Document text ->
[yt-users] parallel_objects with projection hanging

Nathan Goldbaum nathan12343 at gmail.com
Thu Dec 11 14:22:53 PST 2014


On Thu, Dec 11, 2014 at 2:17 PM, Semyeong Oh <semyeong.oh at gmail.com> wrote:
>
> Hello,
>
> The cause of this barrier problem seems to have nothing to do with
> projection.
> It was calling the hierarchy before entering parallel_objects, which still
> is a strange thing.
> ( I was calling it because I wanted to do get_smallest_dx())
> I attach a minimal example that reproduces the problem when run with -np 2
> If this is expected, it’d be great if this was explicitly noted on the
> documentation.
>
> Semyeong
>
> from yt.config import ytcfg
> ytcfg['yt', 'loglevel'] = '1'
>
> from yt.mods import *
> import numpy as np
>
>
> cs = np.random.rand(3, 3)
>
> def do(c, pf):
>     cube = pf.h.region(c, c-0.1, c+0.1)
>     proj = pf.h.proj(2, 'Density', source=cube)
>
> def do_parallel(pf):
>     pf.h   <----
>     for c in parallel_objects(cs):
>         do(c, pf)
>
> if __name__ == '__main__':
>     pf = load('../../enzo_tiny_cosmology/DD0046/DD0046')
>     do_parallel(pf)
>

No, I don't think this is expected.  Can you open an issue?  Please include
the above reproduction script in the issue.

https://bitbucket.org/yt_analysis/yt/issues/new


>
>
> > On Dec 7, 2014, at 2:51 PM, John ZuHone <jzuhone at gmail.com> wrote:
> >
> > For what it's worth, this is essentially the same problem I reported the
> other day--projections in parallel_objects hanging.
> >
> > John ZuHone
> > Kavli Center for Astrophysics and Space Research
> > Massachusetts Institute of Technology
> > 77 Massachusetts Ave., 37-582G
> > Cambridge, MA 02139
> > (w) 617-253-2354
> > (m) 781-708-5004
> > jzuhone at space.mit.edu
> > jzuhone at gmail.com
> > http://www.jzuhone.com
> >
> > On Dec 7, 2014, at 1:51 PM, Matthew Turk <matthewturk at gmail.com> wrote:
> >
> >> Hi Semyeong,
> >>
> >> Sounds like a mismatch barrier.
> >>
> >> Can you try with the enzo_tiny_cosmology dataset from the website to
> >> see if that works?  I am thinking there may be a corner case we
> >> haven't seen in the deomain decomp.  We'll get this fixed!

Record list ->

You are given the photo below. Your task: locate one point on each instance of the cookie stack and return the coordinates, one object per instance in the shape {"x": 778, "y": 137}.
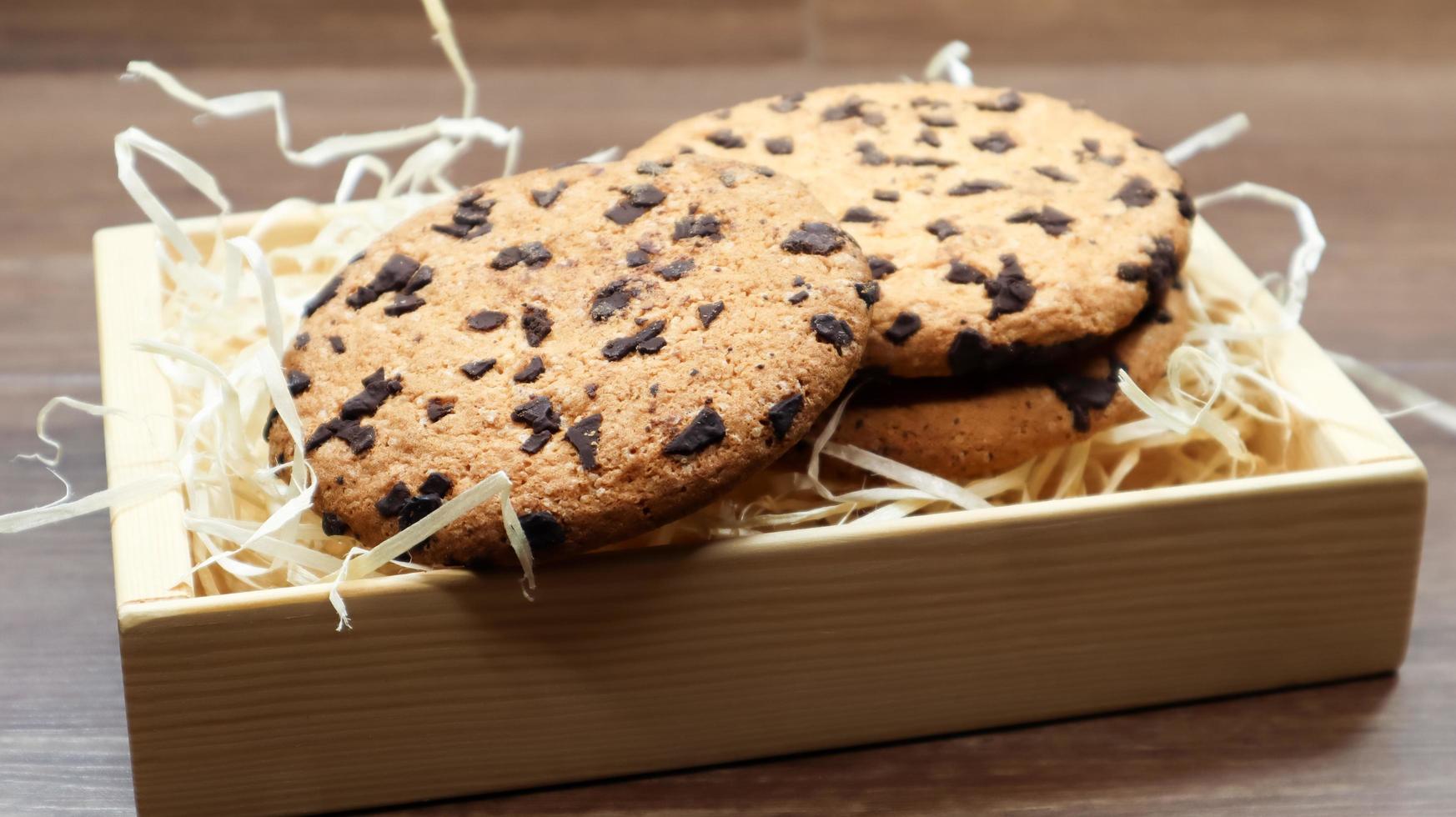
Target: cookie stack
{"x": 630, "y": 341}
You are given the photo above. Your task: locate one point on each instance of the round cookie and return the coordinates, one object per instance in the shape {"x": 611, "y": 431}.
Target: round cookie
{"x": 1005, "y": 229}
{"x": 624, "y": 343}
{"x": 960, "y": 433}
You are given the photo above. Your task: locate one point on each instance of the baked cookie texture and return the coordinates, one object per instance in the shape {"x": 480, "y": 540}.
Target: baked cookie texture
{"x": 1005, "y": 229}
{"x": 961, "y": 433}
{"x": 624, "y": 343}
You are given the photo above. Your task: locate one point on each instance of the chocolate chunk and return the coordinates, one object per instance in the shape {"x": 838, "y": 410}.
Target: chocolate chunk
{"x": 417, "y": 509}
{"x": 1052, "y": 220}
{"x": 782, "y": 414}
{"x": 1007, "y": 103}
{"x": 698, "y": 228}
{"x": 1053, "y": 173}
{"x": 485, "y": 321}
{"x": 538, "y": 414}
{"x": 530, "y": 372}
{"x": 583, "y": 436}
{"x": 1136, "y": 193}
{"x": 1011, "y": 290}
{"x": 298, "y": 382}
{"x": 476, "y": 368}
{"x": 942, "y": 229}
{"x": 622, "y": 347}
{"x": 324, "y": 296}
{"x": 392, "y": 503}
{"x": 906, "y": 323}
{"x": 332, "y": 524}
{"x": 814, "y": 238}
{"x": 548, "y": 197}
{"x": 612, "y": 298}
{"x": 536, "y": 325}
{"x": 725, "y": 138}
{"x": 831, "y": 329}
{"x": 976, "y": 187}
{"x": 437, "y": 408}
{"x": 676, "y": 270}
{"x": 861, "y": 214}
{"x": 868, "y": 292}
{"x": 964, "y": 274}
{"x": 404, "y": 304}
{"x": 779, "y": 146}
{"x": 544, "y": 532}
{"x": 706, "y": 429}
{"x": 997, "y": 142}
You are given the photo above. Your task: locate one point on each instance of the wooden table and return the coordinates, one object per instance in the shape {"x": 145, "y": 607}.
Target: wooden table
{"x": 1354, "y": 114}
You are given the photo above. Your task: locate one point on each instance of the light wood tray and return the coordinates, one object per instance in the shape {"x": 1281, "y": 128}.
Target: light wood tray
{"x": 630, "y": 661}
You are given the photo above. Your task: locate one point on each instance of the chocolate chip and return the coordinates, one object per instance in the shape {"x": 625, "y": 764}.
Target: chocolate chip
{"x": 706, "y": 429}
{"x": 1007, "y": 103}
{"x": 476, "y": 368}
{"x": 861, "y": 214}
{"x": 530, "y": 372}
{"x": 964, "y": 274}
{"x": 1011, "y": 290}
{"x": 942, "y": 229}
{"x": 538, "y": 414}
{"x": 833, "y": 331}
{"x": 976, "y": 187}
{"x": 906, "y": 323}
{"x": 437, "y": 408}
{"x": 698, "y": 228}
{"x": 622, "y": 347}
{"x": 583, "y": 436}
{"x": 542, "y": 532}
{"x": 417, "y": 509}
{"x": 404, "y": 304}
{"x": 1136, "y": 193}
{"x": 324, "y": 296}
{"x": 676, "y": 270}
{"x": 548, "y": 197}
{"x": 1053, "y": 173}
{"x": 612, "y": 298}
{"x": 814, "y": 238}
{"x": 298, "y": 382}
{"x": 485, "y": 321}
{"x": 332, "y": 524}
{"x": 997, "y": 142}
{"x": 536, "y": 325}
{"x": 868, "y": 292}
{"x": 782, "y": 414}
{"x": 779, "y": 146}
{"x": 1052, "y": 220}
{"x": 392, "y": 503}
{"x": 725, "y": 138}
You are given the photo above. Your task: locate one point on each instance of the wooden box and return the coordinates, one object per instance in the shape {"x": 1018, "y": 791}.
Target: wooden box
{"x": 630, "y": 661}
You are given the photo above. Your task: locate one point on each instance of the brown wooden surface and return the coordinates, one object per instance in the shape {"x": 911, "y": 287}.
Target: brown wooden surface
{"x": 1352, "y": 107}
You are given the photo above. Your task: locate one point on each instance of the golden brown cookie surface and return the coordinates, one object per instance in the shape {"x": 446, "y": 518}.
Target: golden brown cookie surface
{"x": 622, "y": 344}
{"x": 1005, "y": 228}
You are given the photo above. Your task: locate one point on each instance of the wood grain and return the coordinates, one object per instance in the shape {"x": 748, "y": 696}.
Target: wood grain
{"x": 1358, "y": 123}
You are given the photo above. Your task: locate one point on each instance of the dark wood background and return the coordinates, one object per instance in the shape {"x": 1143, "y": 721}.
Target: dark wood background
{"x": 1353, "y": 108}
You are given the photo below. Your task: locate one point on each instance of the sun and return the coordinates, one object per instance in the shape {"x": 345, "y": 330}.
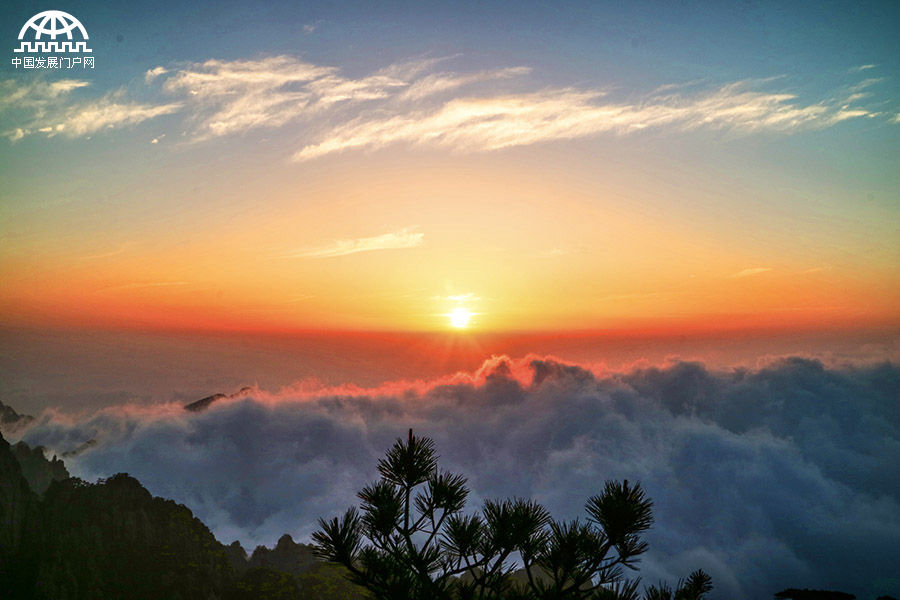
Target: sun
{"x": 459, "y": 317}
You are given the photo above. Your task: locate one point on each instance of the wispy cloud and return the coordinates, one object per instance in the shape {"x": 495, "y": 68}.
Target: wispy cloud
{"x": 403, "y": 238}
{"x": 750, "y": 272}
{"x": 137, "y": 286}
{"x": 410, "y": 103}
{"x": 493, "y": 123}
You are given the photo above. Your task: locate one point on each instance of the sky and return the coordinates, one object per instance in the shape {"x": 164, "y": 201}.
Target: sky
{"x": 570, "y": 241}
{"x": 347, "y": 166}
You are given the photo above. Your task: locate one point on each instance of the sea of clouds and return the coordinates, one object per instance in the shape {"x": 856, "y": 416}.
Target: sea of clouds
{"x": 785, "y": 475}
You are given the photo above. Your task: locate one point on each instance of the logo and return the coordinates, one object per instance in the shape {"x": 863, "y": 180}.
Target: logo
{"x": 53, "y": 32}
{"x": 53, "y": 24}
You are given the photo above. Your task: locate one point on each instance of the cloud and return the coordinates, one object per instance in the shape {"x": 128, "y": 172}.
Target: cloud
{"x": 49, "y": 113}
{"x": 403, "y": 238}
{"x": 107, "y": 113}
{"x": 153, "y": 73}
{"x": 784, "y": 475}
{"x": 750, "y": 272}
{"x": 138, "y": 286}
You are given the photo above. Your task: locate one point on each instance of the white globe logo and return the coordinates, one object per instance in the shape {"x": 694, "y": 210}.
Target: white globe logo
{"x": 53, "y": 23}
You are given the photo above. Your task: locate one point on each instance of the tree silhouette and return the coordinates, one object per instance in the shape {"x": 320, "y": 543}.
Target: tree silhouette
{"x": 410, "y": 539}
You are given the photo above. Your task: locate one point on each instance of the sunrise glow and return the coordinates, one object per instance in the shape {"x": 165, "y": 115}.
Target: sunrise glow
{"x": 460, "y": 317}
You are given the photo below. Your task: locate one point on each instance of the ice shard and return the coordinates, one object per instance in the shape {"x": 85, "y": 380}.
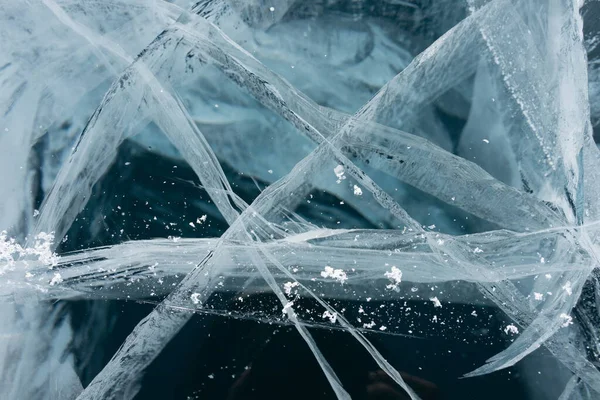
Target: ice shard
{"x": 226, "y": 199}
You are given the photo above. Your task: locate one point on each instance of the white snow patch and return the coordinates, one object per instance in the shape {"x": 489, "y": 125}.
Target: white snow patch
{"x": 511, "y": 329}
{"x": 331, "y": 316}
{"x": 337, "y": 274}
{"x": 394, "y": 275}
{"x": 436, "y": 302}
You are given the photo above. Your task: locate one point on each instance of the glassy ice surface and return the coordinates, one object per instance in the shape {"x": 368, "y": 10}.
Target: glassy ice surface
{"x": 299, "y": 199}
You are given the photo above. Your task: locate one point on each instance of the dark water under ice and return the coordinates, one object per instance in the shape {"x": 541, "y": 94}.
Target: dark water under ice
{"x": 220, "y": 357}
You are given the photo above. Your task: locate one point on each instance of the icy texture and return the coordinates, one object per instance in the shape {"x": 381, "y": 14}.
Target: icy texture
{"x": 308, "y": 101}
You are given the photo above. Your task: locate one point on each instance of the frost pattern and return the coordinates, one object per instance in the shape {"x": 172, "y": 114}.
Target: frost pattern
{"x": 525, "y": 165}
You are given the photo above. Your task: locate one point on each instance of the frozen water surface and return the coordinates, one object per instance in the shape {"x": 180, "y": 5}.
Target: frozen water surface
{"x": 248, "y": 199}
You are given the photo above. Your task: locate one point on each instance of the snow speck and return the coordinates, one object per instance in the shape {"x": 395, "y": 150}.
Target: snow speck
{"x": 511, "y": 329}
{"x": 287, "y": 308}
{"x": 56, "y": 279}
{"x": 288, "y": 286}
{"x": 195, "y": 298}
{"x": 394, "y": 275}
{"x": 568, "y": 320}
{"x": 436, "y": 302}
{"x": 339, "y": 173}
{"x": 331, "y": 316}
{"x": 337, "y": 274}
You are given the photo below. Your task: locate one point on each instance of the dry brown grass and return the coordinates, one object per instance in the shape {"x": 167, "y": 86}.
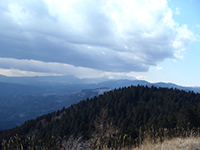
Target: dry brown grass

Directives ->
(a) In the mailing-list thread, why was Semyeong calling the hierarchy before entering parallel_objects?
(b) Rewrite the stretch of the mailing-list thread from "[yt-users] parallel_objects with" through "a strange thing.", with "hierarchy" changed to "index".

Results for the exercise ->
(a) To do get_smallest_dx().

(b)
[yt-users] parallel_objects with projection hanging

Nathan Goldbaum nathan12343 at gmail.com
Thu Dec 11 14:22:53 PST 2014


On Thu, Dec 11, 2014 at 2:17 PM, Semyeong Oh <semyeong.oh at gmail.com> wrote:
>
> Hello,
>
> The cause of this barrier problem seems to have nothing to do with
> projection.
> It was calling the index before entering parallel_objects, which still
> is a strange thing.